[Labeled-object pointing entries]
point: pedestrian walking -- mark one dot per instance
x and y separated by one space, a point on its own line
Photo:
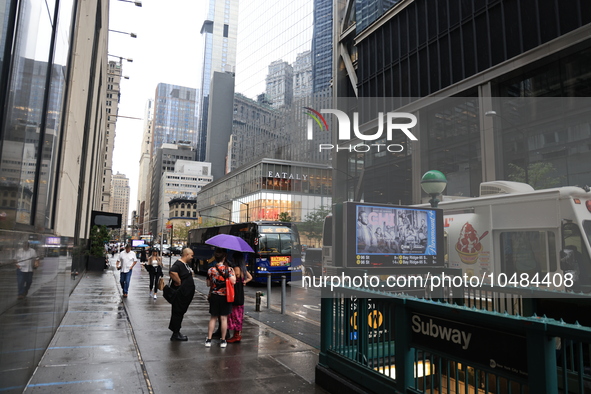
219 307
26 261
236 317
154 268
125 262
182 278
143 256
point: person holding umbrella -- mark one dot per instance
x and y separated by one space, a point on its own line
182 278
236 317
219 307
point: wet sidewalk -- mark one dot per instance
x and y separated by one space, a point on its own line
107 343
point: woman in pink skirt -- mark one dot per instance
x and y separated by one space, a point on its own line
237 316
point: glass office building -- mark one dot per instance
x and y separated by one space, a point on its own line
175 119
219 33
514 103
52 138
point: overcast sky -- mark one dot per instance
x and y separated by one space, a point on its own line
168 49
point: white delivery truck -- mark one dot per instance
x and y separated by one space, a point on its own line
512 229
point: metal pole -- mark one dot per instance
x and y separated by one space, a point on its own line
283 281
268 290
257 307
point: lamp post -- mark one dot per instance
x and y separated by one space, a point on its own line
433 183
524 136
227 209
137 3
130 60
247 209
356 192
132 35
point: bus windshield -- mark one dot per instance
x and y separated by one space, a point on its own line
275 239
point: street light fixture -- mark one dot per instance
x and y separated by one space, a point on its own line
132 35
130 60
433 183
137 3
247 209
228 209
357 196
524 136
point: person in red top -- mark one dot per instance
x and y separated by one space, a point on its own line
218 306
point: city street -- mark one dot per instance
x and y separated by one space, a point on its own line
109 343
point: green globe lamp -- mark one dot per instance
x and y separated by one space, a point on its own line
433 183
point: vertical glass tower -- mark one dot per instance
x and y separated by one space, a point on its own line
219 33
175 119
322 45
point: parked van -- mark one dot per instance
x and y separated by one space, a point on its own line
512 229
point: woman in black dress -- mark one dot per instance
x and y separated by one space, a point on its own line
182 278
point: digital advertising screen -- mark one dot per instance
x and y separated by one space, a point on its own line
392 236
137 242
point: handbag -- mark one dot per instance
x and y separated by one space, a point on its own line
229 287
229 291
238 293
169 292
161 284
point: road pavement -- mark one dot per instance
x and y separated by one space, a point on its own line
108 343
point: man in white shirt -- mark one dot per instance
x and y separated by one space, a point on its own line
125 262
26 261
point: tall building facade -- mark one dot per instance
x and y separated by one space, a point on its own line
186 180
53 77
175 119
509 111
113 93
280 84
143 195
322 46
273 125
163 160
120 199
302 75
219 33
256 132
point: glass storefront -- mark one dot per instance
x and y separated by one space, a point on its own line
265 190
33 87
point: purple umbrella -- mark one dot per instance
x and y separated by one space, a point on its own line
230 242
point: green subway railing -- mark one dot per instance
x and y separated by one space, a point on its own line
397 343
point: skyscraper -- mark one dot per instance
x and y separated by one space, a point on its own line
143 195
219 33
322 45
280 84
175 119
302 75
120 198
113 92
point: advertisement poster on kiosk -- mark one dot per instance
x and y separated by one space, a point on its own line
392 236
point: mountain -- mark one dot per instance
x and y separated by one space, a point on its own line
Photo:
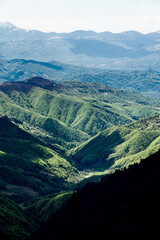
70 113
124 205
126 50
119 147
145 82
14 221
28 168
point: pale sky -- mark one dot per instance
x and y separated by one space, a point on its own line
70 15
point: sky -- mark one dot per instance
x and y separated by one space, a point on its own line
71 15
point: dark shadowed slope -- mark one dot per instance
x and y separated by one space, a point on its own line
125 205
14 222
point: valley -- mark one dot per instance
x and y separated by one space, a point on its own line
79 134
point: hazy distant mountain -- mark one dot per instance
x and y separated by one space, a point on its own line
126 50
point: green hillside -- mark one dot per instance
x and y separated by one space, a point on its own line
43 209
71 113
28 168
118 147
14 223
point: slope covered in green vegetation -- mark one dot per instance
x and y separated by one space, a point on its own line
71 113
28 168
124 205
14 222
43 209
118 147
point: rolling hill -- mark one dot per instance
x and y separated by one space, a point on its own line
70 113
28 168
123 51
119 147
145 82
124 205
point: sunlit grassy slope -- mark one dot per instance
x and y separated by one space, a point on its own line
119 147
28 168
71 113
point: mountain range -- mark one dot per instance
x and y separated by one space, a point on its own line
126 50
79 134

• [Given instruction]: Extract the full listing exactly, with the pictures left out.

• [Solution to this exercise]:
point: pedestrian walking -- mark one dot per instance
x and y separated by one space, a point on its own line
Photo:
219 307
26 261
236 317
154 268
125 262
182 278
143 256
point: person holding umbrella -- mark one dot per instance
x and y separated by one space, a point on its own line
182 278
236 317
219 307
point: wet sidewalk -- mark one dot per instance
x and y separated by one space, a point on its own line
107 343
point: woman in pink skirt -- mark one dot per instance
x and y separated by one space, a point on its own line
237 316
point: glass office building -- mark one dot per instance
x and y separated by one space, a point on its own line
175 119
219 33
514 103
52 138
point: overcast sky -- mark one dot per instance
x and y separated by one space, a point on its own line
168 49
point: white delivery truck -- mark one dot per instance
x and y separated by one space, a point on its own line
512 229
point: metal pole -- mark one dot per instance
x and y separated by one space, a point on its own line
283 281
268 290
257 307
point: lamp post -- mark one dot per instance
x and y separated by one space, a point on its own line
433 183
524 136
227 209
137 3
130 60
247 209
356 192
132 35
point: bus windshield -- mark one dot per instance
x and y separated by one space, a point on its own line
275 239
point: street light fixture -- mark one dot per instance
x and y separated by one space, a point on its own line
132 35
130 60
433 183
137 3
247 209
228 209
357 196
524 136
point: person in red top -- mark one dot per instance
x and y separated by one space, a point on its own line
218 306
point: city street -- mark one dot per instance
x and y separated by one space, a point on its own line
109 343
point: green globe lamp -- mark one dot per instance
x and y separated by one space, a point on its own line
433 183
point: vertical glass tower -- mark one dot per instance
x and y separated by one space, a point on its own line
219 33
175 119
322 45
point: parked van -- mark one dot per instance
x and y separated by one space, a point on its own line
512 229
point: woman in black dress -- mark one dot per instance
x and y separated by one space, a point on its own line
182 278
point: digital advertising screen -- mark one dot per instance
x and y separated by one space, a point on its own line
392 236
137 242
point: handbag -- mark one dot per instance
x and y separated by one space, a point on its own line
229 287
229 291
238 293
169 292
161 284
point: road pavement -- mark one dot per instance
x and y separated by one space, a point on its own line
108 343
point: man in white shirt -- mark one dot per instance
x and y separated by one space, a point on its own line
125 262
26 261
point: tall building facade -- mark one dot per instance
x and y separated by one space, a point on its own line
186 180
53 77
175 119
509 111
113 93
280 84
143 195
322 46
273 125
163 160
120 199
302 75
219 33
256 132
point: glass storefront -- mark one dot per instance
x and y separated by one space, a point on its own line
265 190
33 87
point: purple umbrella -- mark one dot per instance
x and y separated by one space, a point on its own line
230 242
point: green subway railing -- mark one dot per instance
x and y separated by one space, a point on its own line
397 343
point: skyscraper -- mark one dot per instance
x and y separated by one space, a point on its own line
143 195
219 33
322 45
280 84
175 119
302 75
120 198
113 92
point: advertisement poster on kiosk -- mark one dot per instance
x and y separated by one space, a point on its own line
392 236
point: mountain -- mark one dot per instance
x and y separated by one space, a point on its own line
Photo:
70 113
124 205
126 50
119 147
145 82
14 221
28 168
point: pale sky -- mark one dot per instance
x and y separated by one space, a point on its own line
70 15
point: sky -- mark one dot per instance
x and y separated by one space, a point on its own line
71 15
point: dark shadowed slope -- mark one dot per instance
x and y separated by one space, a point on its own line
125 205
14 222
point: valley -- mark one dot per instance
x and y separated by one space, a point on its own line
79 134
point: hazy distant mountain -- mark one dot per instance
x and y separated by one space, a point on its own line
126 50
point: green hillside -- mark one dot per instance
x and y separated by one space, a point on its own line
43 209
71 113
28 168
118 147
14 223
point: slope covered in green vegetation -- mark one dot per instance
x and y separated by one space, a point on its own line
71 113
28 168
124 205
14 222
43 209
118 147
point: rolling hill -- mark one dot per instance
x and y separated by one space, a point on its own line
70 113
28 168
123 51
119 147
145 82
124 205
point: sunlit grassy slope -- mark one dot per instance
x and y separated by one space, a point on its own line
119 147
28 168
71 113
point: mountain range -- mark one dot per instance
x and y separated by one space, a point on its own line
126 50
79 134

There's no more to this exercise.